=== Requirements ===
Which lines in the rows below contain the string "maskcut", matching case? Find and copy each of them.

[start of Records supplied]

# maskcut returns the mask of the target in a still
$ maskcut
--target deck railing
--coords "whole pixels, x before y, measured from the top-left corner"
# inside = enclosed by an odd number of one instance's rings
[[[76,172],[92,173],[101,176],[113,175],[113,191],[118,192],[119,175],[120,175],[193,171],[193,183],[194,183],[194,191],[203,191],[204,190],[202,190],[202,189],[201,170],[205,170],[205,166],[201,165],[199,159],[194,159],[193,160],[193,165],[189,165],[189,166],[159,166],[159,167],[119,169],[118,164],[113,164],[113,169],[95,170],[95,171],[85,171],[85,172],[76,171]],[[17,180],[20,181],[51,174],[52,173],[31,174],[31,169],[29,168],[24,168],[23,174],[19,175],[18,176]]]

[end of Records supplied]

=== Completed task ===
# maskcut returns the mask of the target in a still
$ maskcut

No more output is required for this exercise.